-- TASK DETAILS --
Pick out and copy each line of the material below that contains the string "wall". Matching is case-sensitive.

·····

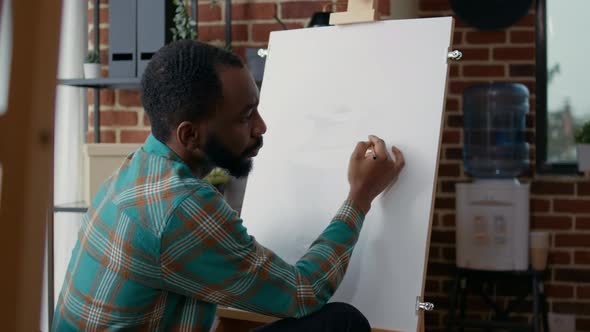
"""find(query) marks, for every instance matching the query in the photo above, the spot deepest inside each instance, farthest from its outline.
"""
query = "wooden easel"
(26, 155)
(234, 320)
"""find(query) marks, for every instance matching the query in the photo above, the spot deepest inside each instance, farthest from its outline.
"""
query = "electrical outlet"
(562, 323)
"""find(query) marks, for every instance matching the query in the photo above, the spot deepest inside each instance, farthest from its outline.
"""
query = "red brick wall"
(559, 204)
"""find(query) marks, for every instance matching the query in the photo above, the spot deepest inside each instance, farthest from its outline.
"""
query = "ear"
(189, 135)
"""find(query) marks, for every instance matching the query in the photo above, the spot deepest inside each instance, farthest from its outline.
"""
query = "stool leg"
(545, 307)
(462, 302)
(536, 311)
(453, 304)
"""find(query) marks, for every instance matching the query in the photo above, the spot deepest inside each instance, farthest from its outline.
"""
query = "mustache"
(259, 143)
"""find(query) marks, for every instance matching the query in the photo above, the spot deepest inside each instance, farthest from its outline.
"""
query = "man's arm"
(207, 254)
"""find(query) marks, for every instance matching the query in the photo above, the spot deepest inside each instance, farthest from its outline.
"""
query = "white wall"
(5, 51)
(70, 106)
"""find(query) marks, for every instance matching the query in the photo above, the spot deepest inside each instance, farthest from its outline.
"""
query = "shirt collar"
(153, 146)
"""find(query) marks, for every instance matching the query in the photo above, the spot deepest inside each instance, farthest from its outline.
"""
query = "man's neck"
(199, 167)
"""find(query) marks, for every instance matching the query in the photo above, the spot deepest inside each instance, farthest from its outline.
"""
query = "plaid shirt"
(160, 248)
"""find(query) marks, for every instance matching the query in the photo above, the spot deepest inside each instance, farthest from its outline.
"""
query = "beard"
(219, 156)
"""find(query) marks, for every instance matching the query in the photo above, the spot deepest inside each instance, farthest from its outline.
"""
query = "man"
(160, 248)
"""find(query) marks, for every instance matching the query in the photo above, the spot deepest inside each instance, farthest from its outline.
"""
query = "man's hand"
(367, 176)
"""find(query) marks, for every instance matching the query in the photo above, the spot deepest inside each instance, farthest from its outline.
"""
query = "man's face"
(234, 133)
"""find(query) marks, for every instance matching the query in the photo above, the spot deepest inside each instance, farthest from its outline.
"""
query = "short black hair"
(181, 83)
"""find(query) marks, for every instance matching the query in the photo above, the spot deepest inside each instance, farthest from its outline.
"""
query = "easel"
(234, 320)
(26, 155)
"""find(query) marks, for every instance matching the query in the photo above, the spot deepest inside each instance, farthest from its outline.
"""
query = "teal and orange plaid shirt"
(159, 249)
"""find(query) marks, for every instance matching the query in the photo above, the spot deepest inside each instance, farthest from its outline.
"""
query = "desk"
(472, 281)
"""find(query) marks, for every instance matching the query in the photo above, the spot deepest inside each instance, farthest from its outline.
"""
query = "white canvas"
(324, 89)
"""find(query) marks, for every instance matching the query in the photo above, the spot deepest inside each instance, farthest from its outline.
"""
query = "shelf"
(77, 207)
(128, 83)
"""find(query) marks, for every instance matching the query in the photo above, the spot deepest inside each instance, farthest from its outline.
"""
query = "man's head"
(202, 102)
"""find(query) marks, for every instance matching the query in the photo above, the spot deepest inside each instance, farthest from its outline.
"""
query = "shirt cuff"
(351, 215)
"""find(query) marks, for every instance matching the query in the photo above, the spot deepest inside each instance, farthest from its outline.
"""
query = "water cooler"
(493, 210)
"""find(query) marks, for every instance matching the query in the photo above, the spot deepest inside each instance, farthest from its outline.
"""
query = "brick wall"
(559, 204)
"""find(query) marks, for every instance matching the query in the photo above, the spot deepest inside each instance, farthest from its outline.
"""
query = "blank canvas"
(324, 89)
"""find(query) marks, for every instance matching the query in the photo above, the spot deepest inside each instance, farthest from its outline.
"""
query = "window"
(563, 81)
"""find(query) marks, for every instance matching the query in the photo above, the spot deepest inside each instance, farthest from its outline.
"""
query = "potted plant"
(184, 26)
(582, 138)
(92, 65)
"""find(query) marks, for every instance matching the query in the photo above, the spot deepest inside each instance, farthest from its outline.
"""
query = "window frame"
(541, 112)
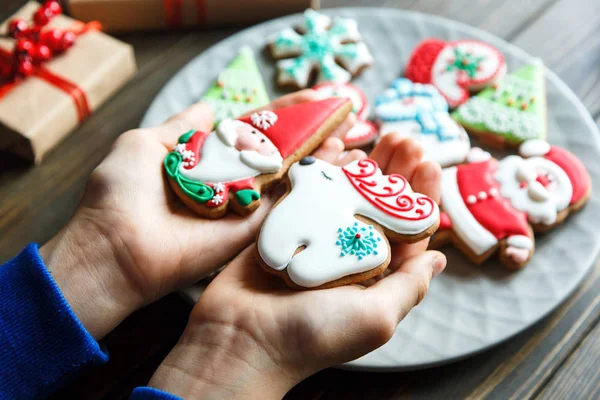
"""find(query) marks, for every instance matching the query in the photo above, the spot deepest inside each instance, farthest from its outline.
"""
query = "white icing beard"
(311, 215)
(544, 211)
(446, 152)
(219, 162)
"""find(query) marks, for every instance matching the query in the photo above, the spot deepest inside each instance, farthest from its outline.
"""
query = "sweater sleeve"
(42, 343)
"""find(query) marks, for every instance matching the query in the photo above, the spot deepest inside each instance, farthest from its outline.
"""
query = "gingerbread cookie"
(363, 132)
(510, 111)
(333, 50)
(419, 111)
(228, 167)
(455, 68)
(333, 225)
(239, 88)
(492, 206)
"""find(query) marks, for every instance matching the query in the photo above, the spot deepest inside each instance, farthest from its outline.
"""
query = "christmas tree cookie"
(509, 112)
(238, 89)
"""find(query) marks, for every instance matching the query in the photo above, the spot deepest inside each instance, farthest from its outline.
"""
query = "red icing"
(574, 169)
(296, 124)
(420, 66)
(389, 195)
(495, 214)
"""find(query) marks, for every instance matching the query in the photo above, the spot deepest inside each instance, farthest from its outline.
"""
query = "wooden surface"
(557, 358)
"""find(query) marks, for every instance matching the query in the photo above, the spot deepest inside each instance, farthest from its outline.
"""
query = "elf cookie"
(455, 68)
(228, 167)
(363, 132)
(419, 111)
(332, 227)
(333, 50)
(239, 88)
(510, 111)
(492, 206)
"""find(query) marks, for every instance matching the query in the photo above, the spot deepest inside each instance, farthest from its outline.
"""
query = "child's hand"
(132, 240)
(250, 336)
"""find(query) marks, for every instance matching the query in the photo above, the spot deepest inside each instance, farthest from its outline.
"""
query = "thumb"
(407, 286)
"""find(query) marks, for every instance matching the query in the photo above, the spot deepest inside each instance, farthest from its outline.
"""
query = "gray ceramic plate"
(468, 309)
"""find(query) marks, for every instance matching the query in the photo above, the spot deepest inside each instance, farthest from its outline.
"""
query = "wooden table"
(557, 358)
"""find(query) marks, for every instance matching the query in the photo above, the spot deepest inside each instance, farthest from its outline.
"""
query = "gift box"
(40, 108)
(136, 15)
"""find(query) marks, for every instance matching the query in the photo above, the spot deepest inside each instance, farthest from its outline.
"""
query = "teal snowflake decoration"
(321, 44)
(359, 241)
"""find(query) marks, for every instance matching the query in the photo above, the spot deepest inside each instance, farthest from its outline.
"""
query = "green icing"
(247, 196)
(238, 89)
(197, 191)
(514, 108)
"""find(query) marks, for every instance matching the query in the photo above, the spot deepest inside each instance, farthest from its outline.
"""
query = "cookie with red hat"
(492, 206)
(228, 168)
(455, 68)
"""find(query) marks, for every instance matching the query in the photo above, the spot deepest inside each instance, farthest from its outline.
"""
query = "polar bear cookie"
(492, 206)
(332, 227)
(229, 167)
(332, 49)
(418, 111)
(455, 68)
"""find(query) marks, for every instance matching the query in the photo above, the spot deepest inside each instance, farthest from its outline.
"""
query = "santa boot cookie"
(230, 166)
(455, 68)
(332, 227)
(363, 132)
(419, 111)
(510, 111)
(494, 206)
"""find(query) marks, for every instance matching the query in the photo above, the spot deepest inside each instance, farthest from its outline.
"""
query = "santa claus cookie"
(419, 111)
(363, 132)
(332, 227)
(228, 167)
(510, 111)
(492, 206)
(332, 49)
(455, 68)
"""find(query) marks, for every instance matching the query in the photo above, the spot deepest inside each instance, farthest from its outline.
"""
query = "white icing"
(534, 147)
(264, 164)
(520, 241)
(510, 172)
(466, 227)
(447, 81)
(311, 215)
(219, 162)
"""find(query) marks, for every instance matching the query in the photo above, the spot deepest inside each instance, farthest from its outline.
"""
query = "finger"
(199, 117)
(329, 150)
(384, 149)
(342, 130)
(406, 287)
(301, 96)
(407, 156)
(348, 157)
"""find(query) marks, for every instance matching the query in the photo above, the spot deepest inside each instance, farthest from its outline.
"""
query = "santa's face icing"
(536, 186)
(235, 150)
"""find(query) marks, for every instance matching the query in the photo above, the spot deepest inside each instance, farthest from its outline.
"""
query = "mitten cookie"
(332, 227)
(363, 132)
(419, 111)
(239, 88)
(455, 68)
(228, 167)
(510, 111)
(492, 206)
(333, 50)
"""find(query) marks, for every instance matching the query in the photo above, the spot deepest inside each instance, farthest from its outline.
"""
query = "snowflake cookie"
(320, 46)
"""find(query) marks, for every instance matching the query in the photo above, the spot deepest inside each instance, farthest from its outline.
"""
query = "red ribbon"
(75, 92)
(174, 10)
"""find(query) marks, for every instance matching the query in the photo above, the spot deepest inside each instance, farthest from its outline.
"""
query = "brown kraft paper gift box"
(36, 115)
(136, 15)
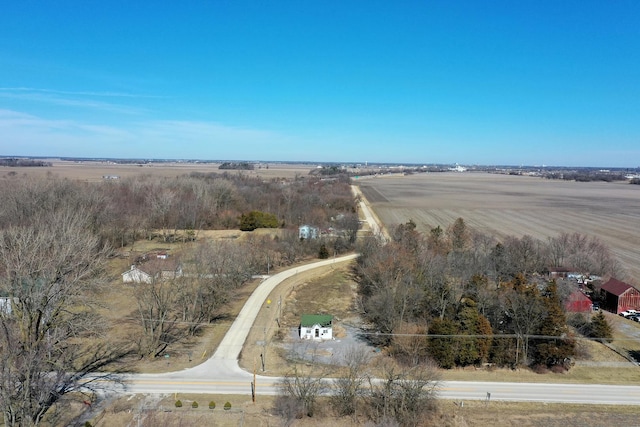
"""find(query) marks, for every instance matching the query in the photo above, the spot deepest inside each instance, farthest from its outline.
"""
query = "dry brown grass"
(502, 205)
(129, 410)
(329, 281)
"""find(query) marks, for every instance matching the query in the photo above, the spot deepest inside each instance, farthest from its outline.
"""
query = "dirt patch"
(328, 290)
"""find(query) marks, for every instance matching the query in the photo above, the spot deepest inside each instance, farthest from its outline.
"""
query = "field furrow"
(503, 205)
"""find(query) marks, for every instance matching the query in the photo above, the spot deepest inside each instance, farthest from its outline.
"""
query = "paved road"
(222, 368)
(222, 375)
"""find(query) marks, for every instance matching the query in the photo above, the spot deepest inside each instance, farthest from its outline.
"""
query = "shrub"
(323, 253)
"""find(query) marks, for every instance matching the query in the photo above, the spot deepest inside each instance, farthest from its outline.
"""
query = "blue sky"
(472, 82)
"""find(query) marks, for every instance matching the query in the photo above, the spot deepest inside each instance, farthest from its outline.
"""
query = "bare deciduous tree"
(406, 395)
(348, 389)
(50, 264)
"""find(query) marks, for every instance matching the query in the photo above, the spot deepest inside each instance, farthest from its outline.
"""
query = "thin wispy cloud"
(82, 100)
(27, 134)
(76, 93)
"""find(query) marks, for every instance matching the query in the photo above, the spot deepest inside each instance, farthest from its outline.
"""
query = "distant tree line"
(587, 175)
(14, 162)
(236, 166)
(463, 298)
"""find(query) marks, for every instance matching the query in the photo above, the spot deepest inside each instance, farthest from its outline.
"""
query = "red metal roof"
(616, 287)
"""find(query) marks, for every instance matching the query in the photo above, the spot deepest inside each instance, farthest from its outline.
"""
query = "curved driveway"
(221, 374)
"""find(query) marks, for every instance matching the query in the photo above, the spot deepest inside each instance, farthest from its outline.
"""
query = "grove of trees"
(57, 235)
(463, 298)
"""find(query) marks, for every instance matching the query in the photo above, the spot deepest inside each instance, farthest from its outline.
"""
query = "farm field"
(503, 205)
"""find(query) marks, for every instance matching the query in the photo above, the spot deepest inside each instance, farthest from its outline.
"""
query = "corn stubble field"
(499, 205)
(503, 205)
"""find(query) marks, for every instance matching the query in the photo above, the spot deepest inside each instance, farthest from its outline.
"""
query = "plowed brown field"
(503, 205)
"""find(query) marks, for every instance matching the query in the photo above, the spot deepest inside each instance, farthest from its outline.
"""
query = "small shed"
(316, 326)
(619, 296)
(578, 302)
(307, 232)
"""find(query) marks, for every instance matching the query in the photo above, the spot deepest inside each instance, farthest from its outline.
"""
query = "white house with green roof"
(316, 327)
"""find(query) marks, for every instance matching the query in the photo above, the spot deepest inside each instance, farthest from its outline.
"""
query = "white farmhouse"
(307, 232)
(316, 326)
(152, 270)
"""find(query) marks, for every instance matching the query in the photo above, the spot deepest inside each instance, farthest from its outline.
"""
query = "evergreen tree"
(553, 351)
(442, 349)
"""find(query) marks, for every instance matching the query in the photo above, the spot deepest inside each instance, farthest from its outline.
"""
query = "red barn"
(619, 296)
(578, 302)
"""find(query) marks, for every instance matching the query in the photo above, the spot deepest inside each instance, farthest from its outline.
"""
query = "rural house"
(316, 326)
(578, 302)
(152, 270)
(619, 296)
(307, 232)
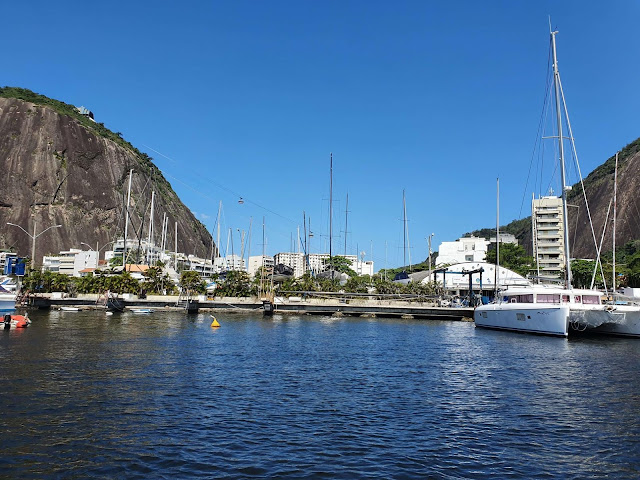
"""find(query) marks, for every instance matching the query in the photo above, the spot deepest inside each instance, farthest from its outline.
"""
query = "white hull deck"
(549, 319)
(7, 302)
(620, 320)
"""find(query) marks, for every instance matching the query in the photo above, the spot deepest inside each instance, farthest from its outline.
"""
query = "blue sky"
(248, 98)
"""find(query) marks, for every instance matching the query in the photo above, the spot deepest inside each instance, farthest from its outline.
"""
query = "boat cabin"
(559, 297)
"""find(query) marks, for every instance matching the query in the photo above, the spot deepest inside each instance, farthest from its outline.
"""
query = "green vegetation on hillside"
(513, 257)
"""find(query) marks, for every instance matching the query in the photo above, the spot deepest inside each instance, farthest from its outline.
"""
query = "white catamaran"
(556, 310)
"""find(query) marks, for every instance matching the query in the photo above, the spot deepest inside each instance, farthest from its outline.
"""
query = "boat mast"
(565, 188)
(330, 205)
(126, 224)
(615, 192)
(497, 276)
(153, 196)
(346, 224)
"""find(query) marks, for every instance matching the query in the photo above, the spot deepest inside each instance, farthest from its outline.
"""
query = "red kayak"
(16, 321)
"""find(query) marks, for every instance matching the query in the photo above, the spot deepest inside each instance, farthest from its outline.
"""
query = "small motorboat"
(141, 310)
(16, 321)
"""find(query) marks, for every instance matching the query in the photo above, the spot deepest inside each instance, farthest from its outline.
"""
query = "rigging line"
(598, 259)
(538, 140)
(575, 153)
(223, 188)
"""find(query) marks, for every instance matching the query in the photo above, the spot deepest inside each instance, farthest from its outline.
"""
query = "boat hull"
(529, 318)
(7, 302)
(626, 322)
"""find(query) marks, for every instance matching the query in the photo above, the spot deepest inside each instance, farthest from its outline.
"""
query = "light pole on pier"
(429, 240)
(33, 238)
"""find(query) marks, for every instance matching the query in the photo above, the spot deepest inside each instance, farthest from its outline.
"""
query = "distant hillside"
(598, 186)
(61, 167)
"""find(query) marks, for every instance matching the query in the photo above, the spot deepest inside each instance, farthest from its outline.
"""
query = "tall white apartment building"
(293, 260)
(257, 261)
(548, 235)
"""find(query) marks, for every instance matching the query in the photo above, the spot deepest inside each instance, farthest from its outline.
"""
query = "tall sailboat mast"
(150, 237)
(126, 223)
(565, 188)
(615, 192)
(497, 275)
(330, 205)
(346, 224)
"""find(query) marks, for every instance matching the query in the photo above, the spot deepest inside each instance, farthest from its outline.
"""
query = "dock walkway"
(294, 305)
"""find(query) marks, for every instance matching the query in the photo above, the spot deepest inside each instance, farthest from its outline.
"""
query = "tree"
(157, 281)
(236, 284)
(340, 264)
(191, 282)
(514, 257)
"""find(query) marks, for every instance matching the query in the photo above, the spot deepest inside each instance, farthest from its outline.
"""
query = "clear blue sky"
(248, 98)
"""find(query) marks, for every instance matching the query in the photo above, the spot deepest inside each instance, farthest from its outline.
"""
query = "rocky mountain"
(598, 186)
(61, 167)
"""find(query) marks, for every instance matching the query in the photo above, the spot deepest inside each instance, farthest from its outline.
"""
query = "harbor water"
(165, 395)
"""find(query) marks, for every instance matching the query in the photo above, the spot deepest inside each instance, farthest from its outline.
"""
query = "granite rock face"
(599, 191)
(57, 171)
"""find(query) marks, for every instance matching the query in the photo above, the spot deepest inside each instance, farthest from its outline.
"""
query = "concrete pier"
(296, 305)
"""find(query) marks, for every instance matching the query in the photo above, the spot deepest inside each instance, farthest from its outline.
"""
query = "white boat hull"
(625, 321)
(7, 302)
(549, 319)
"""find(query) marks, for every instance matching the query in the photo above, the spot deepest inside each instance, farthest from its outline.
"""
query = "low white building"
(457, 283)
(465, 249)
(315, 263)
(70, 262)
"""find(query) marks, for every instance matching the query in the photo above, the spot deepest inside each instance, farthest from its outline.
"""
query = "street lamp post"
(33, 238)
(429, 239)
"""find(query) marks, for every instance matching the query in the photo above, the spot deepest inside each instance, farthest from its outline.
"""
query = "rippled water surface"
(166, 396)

·····

-- RESPONSE --
query = "red brick wall"
query = "white wall"
query = "brick wall"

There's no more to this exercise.